What you are asked to do
Every line of the listing below should be written out exactly.

Input
■ ■ ■ ■ ■

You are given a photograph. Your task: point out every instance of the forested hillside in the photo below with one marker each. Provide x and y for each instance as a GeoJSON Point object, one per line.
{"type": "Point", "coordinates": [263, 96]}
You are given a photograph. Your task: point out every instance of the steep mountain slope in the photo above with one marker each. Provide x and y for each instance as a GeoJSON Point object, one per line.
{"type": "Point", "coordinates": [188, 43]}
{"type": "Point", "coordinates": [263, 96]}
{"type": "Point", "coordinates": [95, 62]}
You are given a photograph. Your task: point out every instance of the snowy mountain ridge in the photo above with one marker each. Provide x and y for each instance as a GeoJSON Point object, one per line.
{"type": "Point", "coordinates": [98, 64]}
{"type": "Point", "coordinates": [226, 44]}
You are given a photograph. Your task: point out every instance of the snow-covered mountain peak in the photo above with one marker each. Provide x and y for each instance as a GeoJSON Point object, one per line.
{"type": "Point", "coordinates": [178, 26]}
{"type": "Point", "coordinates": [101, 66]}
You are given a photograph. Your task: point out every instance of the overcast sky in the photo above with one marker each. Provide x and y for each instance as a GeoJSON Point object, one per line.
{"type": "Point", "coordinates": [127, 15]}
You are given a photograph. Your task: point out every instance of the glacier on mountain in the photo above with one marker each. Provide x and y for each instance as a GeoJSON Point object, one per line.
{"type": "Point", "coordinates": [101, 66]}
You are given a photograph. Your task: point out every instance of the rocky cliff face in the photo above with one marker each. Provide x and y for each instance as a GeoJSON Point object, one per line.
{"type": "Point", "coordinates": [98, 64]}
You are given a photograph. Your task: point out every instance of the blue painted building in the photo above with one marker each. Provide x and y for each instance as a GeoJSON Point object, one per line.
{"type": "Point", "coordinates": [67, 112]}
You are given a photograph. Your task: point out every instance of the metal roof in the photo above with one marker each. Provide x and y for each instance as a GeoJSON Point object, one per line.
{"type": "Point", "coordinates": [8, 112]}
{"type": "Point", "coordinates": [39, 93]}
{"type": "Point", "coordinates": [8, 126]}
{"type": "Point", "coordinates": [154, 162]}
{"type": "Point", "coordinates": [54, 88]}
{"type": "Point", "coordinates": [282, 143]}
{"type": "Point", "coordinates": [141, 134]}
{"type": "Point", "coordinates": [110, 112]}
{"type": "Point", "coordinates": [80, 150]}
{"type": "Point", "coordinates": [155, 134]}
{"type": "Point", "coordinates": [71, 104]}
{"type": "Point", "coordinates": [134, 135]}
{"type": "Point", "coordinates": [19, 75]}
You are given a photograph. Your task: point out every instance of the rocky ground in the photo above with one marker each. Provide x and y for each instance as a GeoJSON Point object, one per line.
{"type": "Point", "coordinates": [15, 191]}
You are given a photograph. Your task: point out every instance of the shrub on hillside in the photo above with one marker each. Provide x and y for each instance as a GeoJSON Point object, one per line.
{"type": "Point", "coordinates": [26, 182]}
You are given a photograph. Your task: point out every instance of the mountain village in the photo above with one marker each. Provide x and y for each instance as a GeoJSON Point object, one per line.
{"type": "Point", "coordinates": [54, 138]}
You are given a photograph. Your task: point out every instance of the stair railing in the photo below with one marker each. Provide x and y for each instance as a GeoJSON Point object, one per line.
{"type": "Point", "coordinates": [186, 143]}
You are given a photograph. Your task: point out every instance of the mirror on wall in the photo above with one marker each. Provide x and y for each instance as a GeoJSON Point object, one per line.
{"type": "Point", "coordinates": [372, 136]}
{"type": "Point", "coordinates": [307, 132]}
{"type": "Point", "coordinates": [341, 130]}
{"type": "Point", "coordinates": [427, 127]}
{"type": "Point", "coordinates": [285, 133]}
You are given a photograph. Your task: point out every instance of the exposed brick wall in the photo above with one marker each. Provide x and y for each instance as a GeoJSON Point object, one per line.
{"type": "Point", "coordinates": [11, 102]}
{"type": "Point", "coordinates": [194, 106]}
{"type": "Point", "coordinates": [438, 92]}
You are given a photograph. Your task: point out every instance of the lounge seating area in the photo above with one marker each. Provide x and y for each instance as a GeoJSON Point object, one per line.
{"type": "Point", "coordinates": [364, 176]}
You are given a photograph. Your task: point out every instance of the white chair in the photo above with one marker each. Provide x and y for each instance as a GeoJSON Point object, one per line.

■ ■ ■ ■ ■

Output of the task
You are given a photograph. Your task: point out every instance of the forested hillside in the photo below with one marker each. Provide x and y for each instance as a GeoJSON Point object, one per line.
{"type": "Point", "coordinates": [263, 96]}
You are given a photograph. Your task: point out every instance of the steep mountain slope in the photo above with one marker each. Provide x and y for each instance as a GeoJSON Point object, one per line.
{"type": "Point", "coordinates": [188, 43]}
{"type": "Point", "coordinates": [263, 96]}
{"type": "Point", "coordinates": [95, 62]}
You are given a photograph. Your task: point out every instance of the snowy mountain ridge in the photo above with one marker each. Provide x and y for each instance as a GeoJSON Point object, one per line.
{"type": "Point", "coordinates": [98, 64]}
{"type": "Point", "coordinates": [226, 44]}
You are given a photograph. Your task: point out every instance of the snow-covered mountain peak in the photo above with one marker each. Provide x and y for each instance as a GeoJSON Point object, one per line.
{"type": "Point", "coordinates": [178, 26]}
{"type": "Point", "coordinates": [101, 66]}
You are given a photograph. Your task: point out every instance of the overcast sky in the photo above with one marker each. Provide x and y for each instance as a GeoJSON Point object, one per line.
{"type": "Point", "coordinates": [127, 15]}
You are given a photograph. Your task: point out every instance of the glacier on mountain in the photo above with one marker each. Provide x and y for each instance as a GeoJSON Point object, one per line.
{"type": "Point", "coordinates": [101, 66]}
You are given a photograph. Your task: point out every instance of the rocky cliff face in the photo above with one marker each. Provide x and y for each instance as a GeoJSON Point object, one per line.
{"type": "Point", "coordinates": [98, 64]}
You are given a photograph. Your task: point out every instance of the blue painted building in the photo above with one marker each. Provide x and y for each instance as a GeoJSON Point object, one per line.
{"type": "Point", "coordinates": [67, 112]}
You are given a photograph. Your task: point out every instance of the metal roof in the photo above with one marker each. Provide x and y for each instance as a GeoJSON Point object, one per line.
{"type": "Point", "coordinates": [8, 112]}
{"type": "Point", "coordinates": [39, 93]}
{"type": "Point", "coordinates": [8, 126]}
{"type": "Point", "coordinates": [154, 162]}
{"type": "Point", "coordinates": [54, 88]}
{"type": "Point", "coordinates": [282, 143]}
{"type": "Point", "coordinates": [141, 134]}
{"type": "Point", "coordinates": [110, 112]}
{"type": "Point", "coordinates": [80, 150]}
{"type": "Point", "coordinates": [155, 134]}
{"type": "Point", "coordinates": [71, 104]}
{"type": "Point", "coordinates": [134, 135]}
{"type": "Point", "coordinates": [19, 75]}
You are given a photograph. Your task: point out every instance of the rocky ground in the photo above with one marker each. Provide x and y for each instance as a GeoJSON Point object, one per line.
{"type": "Point", "coordinates": [15, 191]}
You are given a photograph. Your task: point out every instance of the shrub on hillside in the photo above with one marker each. Provide x and y for each instance as a GeoJSON Point object, one per line.
{"type": "Point", "coordinates": [26, 182]}
You are given a photograph. Your task: point out every instance of the mountain village in the photo above with one marker each. Provide x and y for each instance as a GeoJSON Point object, one per line.
{"type": "Point", "coordinates": [54, 138]}
You are given a photograph. Your task: point out every instance of the stair railing in the photo below with one marker each. Provide x and y for each instance as a GeoJSON Point object, one per line.
{"type": "Point", "coordinates": [186, 143]}
You are given a photograph. Your task: point out every instance of the mirror on wall in the photo above with one marker each. Provide x and y for each instance as a GeoJSON Point object, one per line.
{"type": "Point", "coordinates": [372, 136]}
{"type": "Point", "coordinates": [307, 132]}
{"type": "Point", "coordinates": [341, 130]}
{"type": "Point", "coordinates": [427, 127]}
{"type": "Point", "coordinates": [285, 133]}
You are given a photograph. Your task: point out every instance of the exposed brick wall in the photo above with one marker each. Provide x and y for each instance as a GeoJSON Point object, one per line.
{"type": "Point", "coordinates": [11, 102]}
{"type": "Point", "coordinates": [194, 106]}
{"type": "Point", "coordinates": [438, 92]}
You are given a photograph. Your task: point out every instance of the lounge seating area in the photo above with one marker each. Provide x and y for each instance as a GeoJSON Point object, one per line.
{"type": "Point", "coordinates": [364, 176]}
You are given a photograph. Your task: point out every instance of the white chair in the photo above with one marker each. Provide x and y for each instance as a GeoJSON Point object, one per line.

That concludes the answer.